**I TUOI COMPITI**.
[A] Nel brano, quali articoli compongono la rassegna con cui il commesso cerca di dissimulare l'ansia della fanciulla?
[B] Per favore, aggiorna il tratto del brano che va da "Un racconto bellissimo, in" fino a "a un’inevitabile sofferenza.", mettendo "splendido" al posto di "bellissimo".

Un racconto bellissimo, in cui risalta al massimo la capacità cechoviana di tratteggiare con una sensibilità tutta moderna – quindi godibile anche per noi lettori di oggi – la difficoltà di due cuori che non riescono assolutamente ad intendersi, destinati pertanto a un’inevitabile sofferenza.
Notate, così, en passant, la punta di perfidia del commesso, che, incapace di accusare il colpo, cerca tra un discorso e l’altro di demolire agli occhi della ragazza l’immagine dell’altro spasimante, e non abbastanza pago, cerca anche di convincerla di non essere all’altezza delle esigenze culturali dello stesso, né delle ambizioni che lo muovono. Giusto per mortificarla un po’, con l’intento evidente di dissuaderla. E notate con quanta sottile arte Čechov porta avanti due conversazioni in parallelo, quella privata e più sommessa che avviene tra i due giovani e quella pubblica e più ostentata che si manifesta nel rapporto con la clientela del negozio, tramite la quale il commesso cerca di dissimulare il più possibile, sotto una vivace rassegna di merletti, piumini e bottoni, non solo l’ansia della fanciulla ma anche il nervosismo che sente crescere in sé.

**RIGHE FORNITE**.

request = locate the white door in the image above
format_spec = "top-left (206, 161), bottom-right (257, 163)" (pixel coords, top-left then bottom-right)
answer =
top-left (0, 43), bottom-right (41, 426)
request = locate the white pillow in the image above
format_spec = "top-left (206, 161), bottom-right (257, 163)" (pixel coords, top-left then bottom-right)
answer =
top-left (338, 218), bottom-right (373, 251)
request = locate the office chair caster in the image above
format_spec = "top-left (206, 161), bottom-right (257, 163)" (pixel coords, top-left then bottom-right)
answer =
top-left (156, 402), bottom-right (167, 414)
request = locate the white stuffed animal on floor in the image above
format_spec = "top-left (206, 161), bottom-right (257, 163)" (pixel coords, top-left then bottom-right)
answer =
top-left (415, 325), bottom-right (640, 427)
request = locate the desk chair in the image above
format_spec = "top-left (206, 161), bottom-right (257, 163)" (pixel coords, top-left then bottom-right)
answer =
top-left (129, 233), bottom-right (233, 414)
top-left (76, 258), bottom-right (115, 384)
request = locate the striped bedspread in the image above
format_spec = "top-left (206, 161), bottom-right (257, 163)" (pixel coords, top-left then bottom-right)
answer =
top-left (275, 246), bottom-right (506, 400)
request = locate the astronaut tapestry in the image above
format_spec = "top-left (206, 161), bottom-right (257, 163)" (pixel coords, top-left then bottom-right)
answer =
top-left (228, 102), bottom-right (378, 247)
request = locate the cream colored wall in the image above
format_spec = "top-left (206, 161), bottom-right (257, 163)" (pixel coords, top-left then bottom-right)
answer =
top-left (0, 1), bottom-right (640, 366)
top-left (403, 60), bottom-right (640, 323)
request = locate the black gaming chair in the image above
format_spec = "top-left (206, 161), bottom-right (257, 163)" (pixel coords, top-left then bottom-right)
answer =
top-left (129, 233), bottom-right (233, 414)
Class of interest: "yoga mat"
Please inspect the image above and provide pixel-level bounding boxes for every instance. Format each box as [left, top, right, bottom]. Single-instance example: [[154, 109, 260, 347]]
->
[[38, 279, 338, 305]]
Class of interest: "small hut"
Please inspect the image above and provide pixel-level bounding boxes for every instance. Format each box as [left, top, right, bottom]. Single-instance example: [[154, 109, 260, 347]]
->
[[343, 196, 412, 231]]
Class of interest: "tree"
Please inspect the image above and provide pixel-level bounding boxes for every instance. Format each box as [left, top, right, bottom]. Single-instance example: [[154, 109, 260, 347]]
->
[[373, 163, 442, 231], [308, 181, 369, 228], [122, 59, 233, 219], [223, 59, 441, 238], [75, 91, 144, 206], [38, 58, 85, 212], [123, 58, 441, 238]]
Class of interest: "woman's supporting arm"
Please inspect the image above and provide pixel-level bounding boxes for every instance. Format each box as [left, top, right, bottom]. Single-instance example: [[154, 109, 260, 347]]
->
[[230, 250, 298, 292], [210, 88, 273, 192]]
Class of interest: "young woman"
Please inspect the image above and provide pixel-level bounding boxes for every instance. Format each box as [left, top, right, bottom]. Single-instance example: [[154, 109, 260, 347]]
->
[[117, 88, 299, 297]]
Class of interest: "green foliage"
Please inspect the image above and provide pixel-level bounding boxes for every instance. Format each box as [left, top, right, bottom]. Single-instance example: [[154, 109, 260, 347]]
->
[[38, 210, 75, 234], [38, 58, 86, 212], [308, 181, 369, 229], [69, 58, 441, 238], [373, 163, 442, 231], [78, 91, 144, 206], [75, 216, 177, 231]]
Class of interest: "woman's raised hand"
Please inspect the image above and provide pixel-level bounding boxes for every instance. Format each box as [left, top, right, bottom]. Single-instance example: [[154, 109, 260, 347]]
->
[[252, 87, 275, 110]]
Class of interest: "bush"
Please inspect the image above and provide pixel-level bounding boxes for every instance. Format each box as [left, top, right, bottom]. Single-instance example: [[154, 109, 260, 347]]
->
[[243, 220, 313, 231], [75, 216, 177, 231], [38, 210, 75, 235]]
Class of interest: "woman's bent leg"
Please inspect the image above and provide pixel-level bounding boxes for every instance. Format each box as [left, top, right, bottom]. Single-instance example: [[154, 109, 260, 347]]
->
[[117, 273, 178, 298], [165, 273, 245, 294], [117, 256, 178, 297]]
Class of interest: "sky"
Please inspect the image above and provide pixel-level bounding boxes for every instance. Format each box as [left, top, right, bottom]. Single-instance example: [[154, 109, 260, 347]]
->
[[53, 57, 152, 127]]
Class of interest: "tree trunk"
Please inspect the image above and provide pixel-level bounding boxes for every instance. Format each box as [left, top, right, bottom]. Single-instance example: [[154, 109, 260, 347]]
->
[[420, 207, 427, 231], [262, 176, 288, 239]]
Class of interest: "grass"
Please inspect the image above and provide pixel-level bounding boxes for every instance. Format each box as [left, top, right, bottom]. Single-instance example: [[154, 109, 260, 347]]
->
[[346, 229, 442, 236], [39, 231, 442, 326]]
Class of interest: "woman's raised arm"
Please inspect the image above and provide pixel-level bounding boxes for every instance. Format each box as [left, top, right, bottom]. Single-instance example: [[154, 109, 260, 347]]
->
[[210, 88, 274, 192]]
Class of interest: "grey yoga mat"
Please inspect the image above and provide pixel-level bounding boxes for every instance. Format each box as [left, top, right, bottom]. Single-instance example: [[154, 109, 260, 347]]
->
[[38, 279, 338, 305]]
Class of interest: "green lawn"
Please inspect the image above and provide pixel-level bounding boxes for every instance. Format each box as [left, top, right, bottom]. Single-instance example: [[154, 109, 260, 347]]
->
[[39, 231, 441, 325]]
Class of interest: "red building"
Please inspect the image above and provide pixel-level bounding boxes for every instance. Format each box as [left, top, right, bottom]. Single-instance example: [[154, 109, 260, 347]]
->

**SOLUZIONI DEI PROBLEMI**.
[A] Merletti, piumini e bottoni.

[B]
Un racconto splendido, in cui risalta al massimo la capacità cechoviana di tratteggiare con una sensibilità tutta moderna – quindi godibile anche per noi lettori di oggi – la difficoltà di due cuori che non riescono assolutamente ad intendersi, destinati pertanto a un’inevitabile sofferenza.